#### [Assignment]
In the listing below, a line holding "find distant treeline" and a line holding "find overcast grey" mark the range. Retype both exactly, with all lines between them.

#### [Source material]
********************
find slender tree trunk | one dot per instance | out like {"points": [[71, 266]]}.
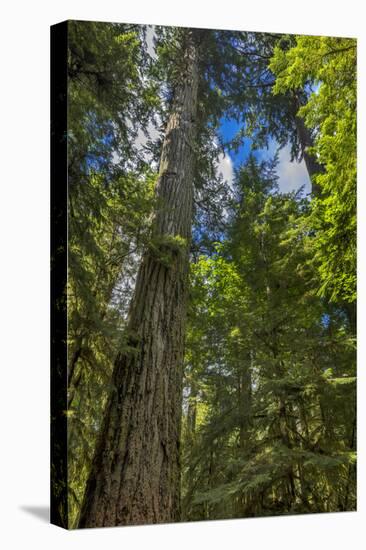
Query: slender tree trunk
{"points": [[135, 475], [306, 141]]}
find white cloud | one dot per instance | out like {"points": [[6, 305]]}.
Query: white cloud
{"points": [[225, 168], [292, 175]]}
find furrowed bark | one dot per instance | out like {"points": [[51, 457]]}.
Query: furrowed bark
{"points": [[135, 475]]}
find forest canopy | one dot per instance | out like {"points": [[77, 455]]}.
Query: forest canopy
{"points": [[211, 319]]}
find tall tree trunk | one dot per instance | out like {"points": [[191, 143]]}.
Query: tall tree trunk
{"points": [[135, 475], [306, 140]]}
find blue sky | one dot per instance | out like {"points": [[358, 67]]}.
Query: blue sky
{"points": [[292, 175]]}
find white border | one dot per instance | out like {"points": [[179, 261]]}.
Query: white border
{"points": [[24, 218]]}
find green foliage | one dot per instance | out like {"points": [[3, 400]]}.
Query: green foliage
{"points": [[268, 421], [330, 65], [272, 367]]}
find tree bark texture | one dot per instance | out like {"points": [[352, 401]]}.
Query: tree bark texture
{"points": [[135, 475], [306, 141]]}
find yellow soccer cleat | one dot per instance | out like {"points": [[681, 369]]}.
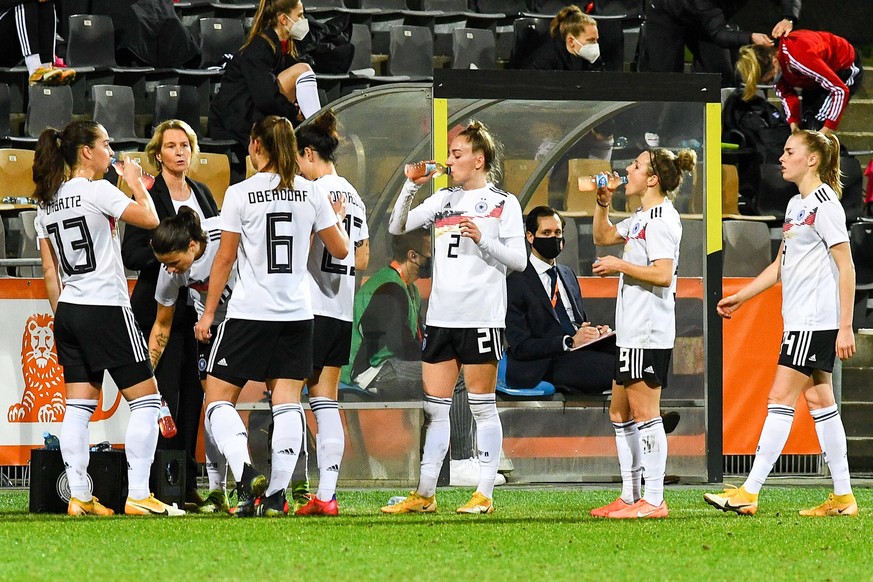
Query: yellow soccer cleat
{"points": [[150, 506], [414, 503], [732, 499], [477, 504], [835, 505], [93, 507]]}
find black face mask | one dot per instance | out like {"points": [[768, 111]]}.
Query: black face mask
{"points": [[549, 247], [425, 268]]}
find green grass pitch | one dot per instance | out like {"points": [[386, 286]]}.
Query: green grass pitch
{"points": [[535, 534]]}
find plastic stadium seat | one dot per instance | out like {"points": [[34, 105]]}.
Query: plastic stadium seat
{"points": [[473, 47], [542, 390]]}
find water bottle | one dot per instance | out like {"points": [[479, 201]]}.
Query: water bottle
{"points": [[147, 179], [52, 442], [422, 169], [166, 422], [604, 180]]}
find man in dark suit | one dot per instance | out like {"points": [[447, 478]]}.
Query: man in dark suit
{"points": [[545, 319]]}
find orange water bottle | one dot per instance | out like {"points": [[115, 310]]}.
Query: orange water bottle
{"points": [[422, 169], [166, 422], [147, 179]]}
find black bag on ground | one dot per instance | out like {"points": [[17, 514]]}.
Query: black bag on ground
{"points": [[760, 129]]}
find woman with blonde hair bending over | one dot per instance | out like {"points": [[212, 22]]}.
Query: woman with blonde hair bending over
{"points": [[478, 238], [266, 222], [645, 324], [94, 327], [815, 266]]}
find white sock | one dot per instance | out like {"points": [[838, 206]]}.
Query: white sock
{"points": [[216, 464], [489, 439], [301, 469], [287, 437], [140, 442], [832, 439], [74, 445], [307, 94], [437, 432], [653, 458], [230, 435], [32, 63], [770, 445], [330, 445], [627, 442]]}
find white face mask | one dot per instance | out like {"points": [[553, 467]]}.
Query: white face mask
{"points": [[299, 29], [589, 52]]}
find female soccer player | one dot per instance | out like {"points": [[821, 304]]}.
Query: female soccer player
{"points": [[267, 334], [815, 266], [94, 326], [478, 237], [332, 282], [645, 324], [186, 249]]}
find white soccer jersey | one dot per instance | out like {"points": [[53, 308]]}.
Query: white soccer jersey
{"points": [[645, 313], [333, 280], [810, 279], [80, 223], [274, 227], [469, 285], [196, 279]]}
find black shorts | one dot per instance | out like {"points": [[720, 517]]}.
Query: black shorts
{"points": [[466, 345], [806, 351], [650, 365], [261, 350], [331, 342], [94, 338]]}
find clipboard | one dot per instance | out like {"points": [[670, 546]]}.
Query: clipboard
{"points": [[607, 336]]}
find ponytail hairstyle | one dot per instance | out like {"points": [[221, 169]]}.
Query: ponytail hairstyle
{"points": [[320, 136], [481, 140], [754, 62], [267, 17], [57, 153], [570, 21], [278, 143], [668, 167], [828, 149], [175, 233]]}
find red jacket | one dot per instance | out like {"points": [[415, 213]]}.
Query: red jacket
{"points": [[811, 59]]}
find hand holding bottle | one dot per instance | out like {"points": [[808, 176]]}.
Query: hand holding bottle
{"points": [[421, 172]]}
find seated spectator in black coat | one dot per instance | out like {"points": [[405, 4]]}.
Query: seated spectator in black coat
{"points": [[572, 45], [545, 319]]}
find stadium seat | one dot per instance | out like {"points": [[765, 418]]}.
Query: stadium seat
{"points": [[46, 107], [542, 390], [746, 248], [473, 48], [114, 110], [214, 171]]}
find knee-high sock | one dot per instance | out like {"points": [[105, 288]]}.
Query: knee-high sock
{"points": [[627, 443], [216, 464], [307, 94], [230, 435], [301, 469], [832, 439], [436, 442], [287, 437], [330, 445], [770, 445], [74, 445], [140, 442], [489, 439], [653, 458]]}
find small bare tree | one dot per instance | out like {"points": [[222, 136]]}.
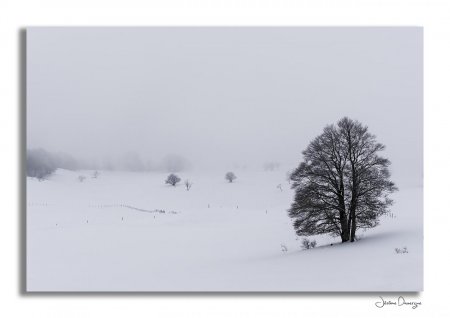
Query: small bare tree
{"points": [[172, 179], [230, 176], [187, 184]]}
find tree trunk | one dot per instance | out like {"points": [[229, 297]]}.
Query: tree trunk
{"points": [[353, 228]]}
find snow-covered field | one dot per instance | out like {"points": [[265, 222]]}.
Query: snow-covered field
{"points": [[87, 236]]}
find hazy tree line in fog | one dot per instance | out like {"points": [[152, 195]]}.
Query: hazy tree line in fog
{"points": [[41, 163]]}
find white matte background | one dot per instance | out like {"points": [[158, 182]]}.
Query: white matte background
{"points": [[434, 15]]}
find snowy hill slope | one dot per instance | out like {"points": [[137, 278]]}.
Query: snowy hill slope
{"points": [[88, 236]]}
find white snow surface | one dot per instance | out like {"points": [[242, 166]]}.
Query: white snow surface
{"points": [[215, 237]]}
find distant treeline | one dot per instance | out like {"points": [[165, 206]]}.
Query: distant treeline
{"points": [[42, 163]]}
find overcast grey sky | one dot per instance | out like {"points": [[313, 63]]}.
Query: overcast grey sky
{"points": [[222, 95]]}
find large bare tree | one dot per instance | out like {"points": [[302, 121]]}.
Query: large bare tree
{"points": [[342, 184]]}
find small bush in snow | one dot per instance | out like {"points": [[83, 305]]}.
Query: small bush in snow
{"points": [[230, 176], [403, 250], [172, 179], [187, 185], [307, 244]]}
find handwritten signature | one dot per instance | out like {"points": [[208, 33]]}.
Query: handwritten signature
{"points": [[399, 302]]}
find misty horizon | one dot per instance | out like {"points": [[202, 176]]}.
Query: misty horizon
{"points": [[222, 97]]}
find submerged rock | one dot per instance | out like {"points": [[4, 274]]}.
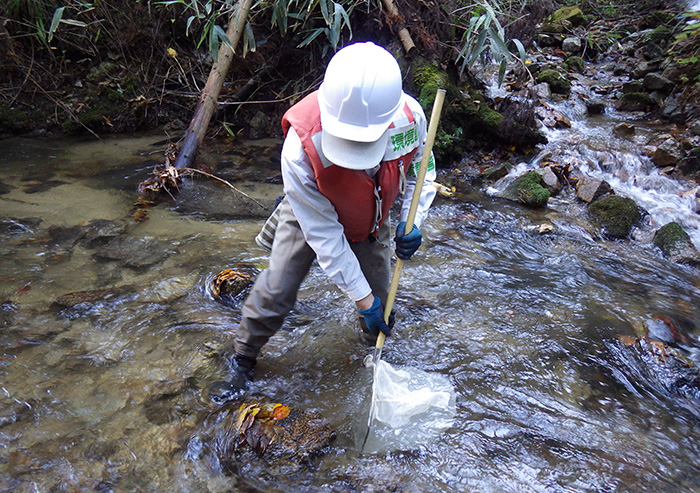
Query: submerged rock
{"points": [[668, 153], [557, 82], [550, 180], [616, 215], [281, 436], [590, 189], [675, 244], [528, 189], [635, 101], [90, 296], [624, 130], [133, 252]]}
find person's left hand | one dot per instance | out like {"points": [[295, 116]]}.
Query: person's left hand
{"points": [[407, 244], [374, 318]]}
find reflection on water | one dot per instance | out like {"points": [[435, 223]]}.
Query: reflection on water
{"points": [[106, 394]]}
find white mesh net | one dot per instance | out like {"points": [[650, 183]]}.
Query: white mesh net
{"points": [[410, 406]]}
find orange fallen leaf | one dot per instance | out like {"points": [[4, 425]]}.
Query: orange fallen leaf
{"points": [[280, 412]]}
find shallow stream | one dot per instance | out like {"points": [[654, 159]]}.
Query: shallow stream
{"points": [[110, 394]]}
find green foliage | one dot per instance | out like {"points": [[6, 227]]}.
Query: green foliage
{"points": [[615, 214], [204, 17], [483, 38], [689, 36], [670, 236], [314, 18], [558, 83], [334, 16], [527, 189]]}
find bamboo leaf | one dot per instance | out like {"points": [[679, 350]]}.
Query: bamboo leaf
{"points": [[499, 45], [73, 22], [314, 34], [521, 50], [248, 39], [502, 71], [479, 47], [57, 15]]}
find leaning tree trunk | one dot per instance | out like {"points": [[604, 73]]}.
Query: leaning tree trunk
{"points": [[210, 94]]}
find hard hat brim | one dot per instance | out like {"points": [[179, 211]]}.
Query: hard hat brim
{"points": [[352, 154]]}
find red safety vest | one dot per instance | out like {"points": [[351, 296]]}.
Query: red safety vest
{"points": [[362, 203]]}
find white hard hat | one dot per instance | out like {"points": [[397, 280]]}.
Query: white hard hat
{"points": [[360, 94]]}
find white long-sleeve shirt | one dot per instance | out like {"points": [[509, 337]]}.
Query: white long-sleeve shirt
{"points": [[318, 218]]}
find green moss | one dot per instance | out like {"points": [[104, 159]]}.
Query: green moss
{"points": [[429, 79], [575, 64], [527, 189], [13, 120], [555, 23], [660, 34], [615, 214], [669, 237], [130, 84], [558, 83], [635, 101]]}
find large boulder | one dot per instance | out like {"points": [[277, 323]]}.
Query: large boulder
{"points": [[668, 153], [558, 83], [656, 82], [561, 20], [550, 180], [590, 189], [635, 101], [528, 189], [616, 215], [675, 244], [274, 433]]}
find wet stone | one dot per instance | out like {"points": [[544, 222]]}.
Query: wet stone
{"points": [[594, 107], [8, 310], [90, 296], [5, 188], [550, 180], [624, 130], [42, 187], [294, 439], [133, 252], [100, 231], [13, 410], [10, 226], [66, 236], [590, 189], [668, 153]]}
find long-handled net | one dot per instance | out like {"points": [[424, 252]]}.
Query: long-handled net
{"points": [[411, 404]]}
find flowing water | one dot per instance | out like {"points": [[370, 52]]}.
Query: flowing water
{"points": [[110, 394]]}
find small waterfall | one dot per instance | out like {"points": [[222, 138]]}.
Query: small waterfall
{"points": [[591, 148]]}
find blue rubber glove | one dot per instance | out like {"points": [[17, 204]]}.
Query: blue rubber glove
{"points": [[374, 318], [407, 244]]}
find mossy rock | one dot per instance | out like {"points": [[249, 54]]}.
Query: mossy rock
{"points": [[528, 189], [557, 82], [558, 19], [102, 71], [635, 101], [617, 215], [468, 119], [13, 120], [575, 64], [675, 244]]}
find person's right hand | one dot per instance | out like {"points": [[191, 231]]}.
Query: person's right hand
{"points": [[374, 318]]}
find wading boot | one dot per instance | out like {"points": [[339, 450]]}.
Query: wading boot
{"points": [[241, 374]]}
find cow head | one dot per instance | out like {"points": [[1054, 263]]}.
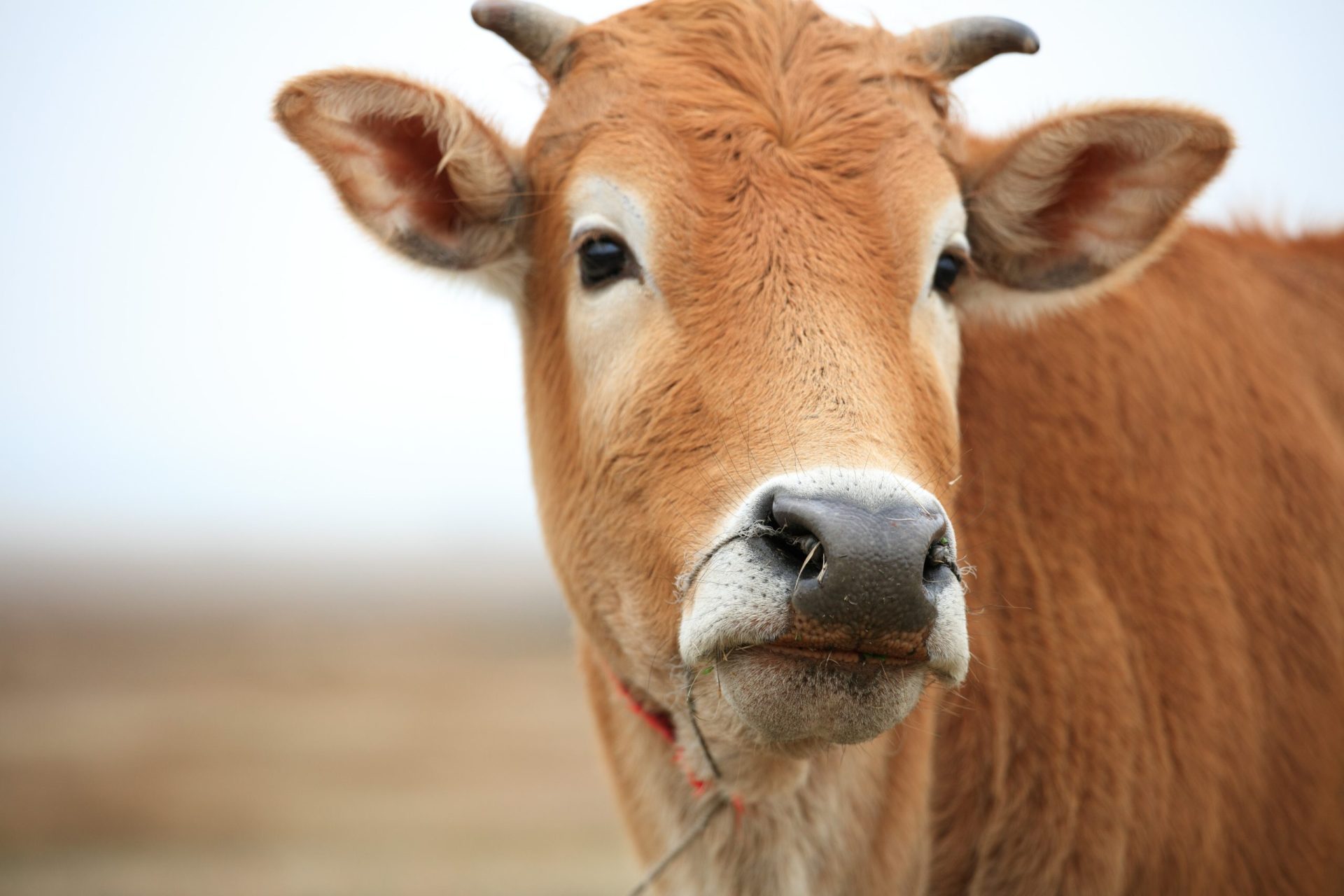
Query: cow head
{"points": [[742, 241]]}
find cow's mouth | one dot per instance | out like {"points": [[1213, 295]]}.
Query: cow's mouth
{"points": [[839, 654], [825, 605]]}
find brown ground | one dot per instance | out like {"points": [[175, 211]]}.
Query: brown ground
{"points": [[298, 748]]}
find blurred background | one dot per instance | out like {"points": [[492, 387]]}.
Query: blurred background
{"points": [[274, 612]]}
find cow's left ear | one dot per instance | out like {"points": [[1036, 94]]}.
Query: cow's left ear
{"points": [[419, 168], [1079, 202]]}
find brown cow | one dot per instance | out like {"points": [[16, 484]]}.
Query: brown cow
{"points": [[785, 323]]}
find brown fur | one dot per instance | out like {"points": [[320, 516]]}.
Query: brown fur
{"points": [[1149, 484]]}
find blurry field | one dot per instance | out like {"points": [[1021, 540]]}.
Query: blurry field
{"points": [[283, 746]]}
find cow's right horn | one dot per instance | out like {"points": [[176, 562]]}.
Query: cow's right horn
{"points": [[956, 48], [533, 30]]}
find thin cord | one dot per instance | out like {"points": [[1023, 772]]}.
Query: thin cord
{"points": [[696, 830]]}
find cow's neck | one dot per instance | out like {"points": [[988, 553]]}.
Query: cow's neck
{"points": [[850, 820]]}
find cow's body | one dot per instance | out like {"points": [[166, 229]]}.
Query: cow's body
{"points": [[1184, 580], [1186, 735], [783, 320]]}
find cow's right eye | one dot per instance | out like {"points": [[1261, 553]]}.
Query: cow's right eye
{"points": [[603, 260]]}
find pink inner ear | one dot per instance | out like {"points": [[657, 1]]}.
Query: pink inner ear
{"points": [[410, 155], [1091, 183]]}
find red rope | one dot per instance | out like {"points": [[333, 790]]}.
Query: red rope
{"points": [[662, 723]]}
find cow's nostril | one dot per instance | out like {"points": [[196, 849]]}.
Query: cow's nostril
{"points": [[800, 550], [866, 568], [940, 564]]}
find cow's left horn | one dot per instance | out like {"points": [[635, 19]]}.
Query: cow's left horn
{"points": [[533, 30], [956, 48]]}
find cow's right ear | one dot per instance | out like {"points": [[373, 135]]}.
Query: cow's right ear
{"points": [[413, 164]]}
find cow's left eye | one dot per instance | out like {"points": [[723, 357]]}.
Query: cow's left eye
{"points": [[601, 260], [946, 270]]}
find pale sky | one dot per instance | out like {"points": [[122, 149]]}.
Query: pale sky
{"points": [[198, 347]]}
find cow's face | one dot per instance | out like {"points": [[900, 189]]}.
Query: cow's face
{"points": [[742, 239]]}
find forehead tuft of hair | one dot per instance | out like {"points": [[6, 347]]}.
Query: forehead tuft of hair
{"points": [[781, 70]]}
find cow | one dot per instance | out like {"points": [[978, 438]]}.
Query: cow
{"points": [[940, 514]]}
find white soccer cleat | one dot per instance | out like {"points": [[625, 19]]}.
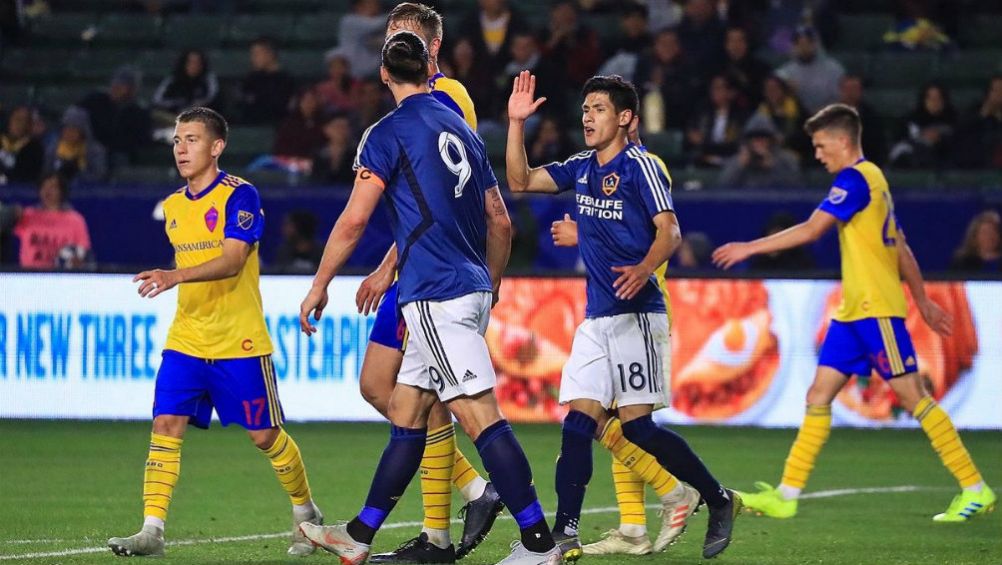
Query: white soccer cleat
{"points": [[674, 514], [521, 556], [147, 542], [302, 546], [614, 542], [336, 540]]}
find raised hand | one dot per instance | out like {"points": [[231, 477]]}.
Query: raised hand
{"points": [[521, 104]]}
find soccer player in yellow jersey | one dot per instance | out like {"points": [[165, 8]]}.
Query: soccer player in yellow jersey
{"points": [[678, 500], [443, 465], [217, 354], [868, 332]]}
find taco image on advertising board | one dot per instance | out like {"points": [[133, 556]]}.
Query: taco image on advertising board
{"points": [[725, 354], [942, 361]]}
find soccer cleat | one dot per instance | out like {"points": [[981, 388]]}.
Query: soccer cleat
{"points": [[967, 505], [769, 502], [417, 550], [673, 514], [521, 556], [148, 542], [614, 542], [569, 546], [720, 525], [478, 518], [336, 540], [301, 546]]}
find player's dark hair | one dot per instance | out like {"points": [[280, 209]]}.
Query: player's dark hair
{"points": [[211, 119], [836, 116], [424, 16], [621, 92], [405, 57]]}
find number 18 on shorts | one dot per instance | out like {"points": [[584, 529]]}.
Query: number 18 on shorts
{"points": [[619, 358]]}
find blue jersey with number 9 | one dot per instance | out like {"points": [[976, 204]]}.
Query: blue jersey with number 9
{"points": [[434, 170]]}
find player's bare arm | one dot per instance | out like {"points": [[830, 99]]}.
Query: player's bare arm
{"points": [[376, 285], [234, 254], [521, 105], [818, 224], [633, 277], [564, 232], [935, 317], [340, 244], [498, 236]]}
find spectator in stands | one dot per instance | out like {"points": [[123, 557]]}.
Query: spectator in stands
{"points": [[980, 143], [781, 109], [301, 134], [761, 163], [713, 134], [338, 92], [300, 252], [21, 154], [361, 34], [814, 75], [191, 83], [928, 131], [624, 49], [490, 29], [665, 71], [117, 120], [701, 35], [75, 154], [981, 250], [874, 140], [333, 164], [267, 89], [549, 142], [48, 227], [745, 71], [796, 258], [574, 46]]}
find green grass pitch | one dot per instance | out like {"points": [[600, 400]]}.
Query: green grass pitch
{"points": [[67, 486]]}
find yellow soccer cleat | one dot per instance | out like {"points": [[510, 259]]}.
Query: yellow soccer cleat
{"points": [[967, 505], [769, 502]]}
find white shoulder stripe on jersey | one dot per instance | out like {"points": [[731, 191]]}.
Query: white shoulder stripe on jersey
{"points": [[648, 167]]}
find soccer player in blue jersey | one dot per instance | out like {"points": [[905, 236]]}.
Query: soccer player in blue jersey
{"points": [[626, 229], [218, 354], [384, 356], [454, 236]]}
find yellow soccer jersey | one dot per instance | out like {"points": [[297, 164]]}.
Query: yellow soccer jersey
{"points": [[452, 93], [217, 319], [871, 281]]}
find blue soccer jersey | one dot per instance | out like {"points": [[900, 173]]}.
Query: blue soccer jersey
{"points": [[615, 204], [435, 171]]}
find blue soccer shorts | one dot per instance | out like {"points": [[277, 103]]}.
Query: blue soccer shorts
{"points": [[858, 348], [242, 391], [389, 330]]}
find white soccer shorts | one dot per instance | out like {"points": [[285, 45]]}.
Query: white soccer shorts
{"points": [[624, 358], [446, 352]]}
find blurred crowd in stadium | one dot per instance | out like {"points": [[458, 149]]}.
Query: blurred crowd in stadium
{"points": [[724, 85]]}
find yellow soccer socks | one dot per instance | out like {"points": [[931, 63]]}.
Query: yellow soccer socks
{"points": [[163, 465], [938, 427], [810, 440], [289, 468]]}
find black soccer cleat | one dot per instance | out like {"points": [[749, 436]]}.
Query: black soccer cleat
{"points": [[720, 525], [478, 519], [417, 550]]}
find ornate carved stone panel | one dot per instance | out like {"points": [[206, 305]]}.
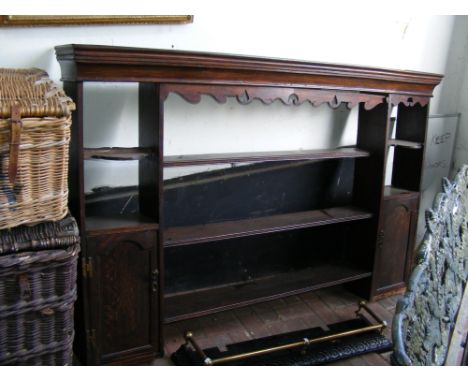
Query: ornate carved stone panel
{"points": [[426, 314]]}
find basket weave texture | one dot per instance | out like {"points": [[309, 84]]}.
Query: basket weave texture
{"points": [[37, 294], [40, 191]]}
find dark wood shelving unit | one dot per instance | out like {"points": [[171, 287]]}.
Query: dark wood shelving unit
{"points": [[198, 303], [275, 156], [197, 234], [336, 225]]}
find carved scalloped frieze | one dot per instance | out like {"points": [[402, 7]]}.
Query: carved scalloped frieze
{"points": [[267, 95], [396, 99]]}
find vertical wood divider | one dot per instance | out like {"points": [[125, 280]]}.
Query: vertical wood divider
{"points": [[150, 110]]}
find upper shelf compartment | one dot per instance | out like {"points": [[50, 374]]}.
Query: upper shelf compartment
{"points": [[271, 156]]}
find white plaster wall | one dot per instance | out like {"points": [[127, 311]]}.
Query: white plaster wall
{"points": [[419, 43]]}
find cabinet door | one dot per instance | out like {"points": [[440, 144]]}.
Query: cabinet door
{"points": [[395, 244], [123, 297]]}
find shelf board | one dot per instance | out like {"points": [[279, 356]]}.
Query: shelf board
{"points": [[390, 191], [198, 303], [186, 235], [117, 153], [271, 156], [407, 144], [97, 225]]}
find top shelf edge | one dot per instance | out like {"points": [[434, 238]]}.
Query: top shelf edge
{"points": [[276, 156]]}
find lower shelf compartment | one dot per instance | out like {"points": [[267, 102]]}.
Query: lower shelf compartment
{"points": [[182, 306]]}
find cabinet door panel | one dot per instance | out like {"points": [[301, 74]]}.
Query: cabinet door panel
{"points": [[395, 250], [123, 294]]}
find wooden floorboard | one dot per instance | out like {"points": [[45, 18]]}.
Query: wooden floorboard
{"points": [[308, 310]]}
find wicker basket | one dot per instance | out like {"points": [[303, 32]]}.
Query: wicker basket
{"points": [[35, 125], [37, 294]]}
********************
#### [Solved exercise]
find distant treeline | one dot per instance | out like {"points": [[165, 206]]}.
Query: distant treeline
{"points": [[42, 163]]}
find overcast grey sky | one dot per instance | out like {"points": [[313, 63]]}.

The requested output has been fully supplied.